> [Challenge]:
Count the lines in the material below that contain the string "range". Reply with the number alone.

= = = = = = =

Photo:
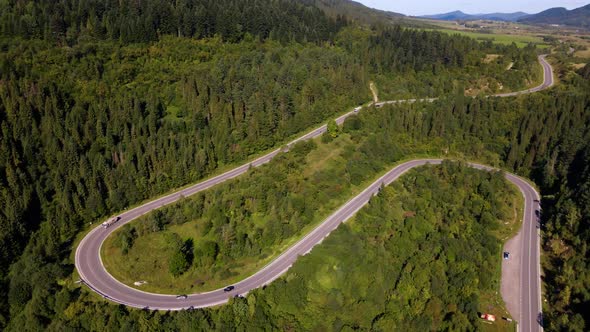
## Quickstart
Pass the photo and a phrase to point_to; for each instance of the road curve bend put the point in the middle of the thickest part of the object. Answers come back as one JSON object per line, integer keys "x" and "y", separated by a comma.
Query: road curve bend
{"x": 93, "y": 273}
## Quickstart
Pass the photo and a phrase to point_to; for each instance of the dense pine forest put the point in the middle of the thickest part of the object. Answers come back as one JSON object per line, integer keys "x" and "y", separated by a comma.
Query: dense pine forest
{"x": 106, "y": 103}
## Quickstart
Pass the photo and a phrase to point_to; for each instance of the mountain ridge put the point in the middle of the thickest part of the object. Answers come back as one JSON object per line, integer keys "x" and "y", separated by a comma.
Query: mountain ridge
{"x": 559, "y": 15}
{"x": 459, "y": 15}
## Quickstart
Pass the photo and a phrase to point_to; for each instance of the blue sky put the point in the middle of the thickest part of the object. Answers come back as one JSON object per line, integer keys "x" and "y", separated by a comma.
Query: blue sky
{"x": 425, "y": 7}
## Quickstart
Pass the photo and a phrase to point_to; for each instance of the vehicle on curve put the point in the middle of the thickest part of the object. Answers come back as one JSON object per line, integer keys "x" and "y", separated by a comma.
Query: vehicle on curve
{"x": 110, "y": 222}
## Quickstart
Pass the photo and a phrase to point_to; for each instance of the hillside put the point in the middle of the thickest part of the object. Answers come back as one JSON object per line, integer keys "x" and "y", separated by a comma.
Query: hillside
{"x": 459, "y": 15}
{"x": 107, "y": 103}
{"x": 576, "y": 17}
{"x": 355, "y": 10}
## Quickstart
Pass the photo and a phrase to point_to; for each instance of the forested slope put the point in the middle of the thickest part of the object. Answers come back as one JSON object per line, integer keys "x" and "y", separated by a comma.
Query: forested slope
{"x": 70, "y": 21}
{"x": 104, "y": 104}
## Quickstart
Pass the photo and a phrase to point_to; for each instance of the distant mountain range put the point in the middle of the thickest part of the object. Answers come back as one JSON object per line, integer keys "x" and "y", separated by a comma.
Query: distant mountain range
{"x": 354, "y": 10}
{"x": 576, "y": 17}
{"x": 459, "y": 15}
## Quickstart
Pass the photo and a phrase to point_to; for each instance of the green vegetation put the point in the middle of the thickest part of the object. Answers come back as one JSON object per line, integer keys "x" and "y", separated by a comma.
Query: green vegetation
{"x": 106, "y": 103}
{"x": 519, "y": 39}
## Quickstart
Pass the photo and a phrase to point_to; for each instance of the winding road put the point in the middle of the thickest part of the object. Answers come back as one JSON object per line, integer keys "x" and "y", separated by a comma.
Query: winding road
{"x": 93, "y": 273}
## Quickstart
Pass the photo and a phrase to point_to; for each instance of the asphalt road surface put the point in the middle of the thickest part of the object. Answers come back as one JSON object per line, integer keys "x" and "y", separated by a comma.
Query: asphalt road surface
{"x": 93, "y": 273}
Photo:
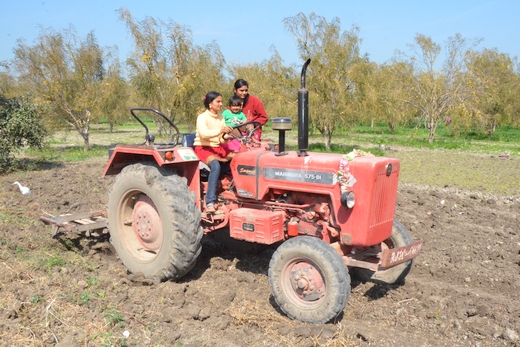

= = = = = = =

> [Result for this task]:
2